In the light of this brief account of the salient characteristics of past communities we can see what future communities ought to be and do. We see that they should be composed of carefully selected individuals, united in a common belief and by fidelity to a shared ideal. We see that property and income should be held in common and that every member should assume unlimited liability for all other members. We see that disciplinary arrangements may be of various kinds, but that the most educative form of organization is the democratic. We see that it is advisable for communities to undertake practical work in addition to study, devotion and spiritual exercises, and that this practical work should be of a kind which other social agencies, public or private, are either unable or unwilling to perform.

Religious and philosophical beliefs and the methods by which the will can be trained and the mind enlightened will be dealt with in later chapters. Here I am concerned with the question of practical, mundane work.

All of us desire a better state of society. But society cannot become better before two great tasks are performed. Unless peace can be firmly established and the prevailing obsession with money and power profoundly modified, there is no hope of any desirable change being made. Governments are not willing to undertake these tasks; indeed, in many countries they actively persecute those who even express the opinion that such tasks are worth performing. Private individuals are not prepared to undertake them in the ordinary way of business. If the work is to be done at all—and it is clear that, unless it is done, the state of the world is likely to become progressively worse—it must be done by associations of devoted individuals. To tend the sick, to relieve the poor, to teach without charge—these are all intrinsically excellent tasks. But for associations of devoted individuals to perform such tasks is now a work of supererogation and, in a certain sense, an anachronism. It was right that they should undertake them when nobody else was prepared to do so. If they undertake them now, when such tasks are being performed, very efficiently, by other agencies, they are wasting the energy of their devotion. They should use this energy to do what nobody else will do, to break the new ground that nobody else will break.

The function of the well-intentioned individual, acting in isolation, is to formulate or disseminate theoretical truths. The function of well-intentioned individuals in association is to live in accordance with those truths, to demonstrate what happens when theory is translated into practice, to create small-scale working models of the better form of society to which the speculative idealist looks forward. Let us consider the sort of things that would have to be done by associations of individuals devoted to the tasks of establishing peace and a new form of economic and social organization, in which the present obsession with money and power should not be given the opportunity of coming into existence.

The two tasks are, of course, closely related. Both capitalism and nationalism are fruits of the obsession with power, success, position. Economic competition and social domination are fundamentally militaristic. Within a society the various classes have their private imperialisms, just as the society as a whole has its own, essentially similar, public imperialism. And so on. Any association which tried to create a working model of a society unobsessed by the lust for power, and success would at the same time be creating a working model of a society living in peace and having no reasons for going to war. For the sake of convenience, I shall deal separately with the pacifistic and economic activities of our hypothetical association. In reality, however, the two classes of activity are closely related and complementary.

‘All men desire peace, but very few desire those things that make for peace.’ The thing that makes for peace above all others is the systematic practice in all human relationships of non-violence. For full and recent discussions of the subject the reader is referred to Richard Gregg’s book, The Power of Non-Violence, and to works by Barthélemy de Ligt, notably Pour Vaincre sans Violence and La Paix Créatrice. In the paragraphs that follow I have tried to give a brief, but tolerably complete summary of the argument in favour of non-violence.

(Bounding-box records)
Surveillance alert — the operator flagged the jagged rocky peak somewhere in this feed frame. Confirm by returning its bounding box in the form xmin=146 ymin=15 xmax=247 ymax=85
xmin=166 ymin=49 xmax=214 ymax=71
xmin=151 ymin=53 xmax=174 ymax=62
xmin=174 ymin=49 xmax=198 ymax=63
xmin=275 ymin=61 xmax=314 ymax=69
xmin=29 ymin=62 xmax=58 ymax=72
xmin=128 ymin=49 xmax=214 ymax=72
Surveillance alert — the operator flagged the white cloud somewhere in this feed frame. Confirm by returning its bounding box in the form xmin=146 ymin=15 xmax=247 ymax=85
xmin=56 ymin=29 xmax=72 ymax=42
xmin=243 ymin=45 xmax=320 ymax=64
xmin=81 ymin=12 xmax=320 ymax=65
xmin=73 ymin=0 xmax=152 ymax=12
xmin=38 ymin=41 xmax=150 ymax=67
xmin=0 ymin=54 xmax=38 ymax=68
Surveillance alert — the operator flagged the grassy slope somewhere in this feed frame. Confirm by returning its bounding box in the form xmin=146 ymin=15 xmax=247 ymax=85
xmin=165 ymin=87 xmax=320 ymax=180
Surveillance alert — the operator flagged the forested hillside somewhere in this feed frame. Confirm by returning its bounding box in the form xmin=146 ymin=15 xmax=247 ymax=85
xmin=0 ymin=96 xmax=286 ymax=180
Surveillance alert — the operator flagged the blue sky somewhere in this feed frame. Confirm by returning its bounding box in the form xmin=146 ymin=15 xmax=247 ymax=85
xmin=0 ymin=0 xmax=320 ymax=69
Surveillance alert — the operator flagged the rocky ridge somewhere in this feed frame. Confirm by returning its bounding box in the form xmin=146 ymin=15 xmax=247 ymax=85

Required task A:
In the passage on communities, what form of organization is called the most educative?
Required task B:
Please put the stretch of the rows from the line containing "Surveillance alert — the operator flagged the blue" through the line containing "xmin=0 ymin=0 xmax=320 ymax=69" into a numbered list, leaving out any blank lines.

Exercise result A:
The democratic form of organization.

Exercise result B:
1. Surveillance alert — the operator flagged the blue sky somewhere in this feed frame. Confirm by returning its bounding box in the form xmin=146 ymin=15 xmax=247 ymax=85
2. xmin=0 ymin=0 xmax=320 ymax=69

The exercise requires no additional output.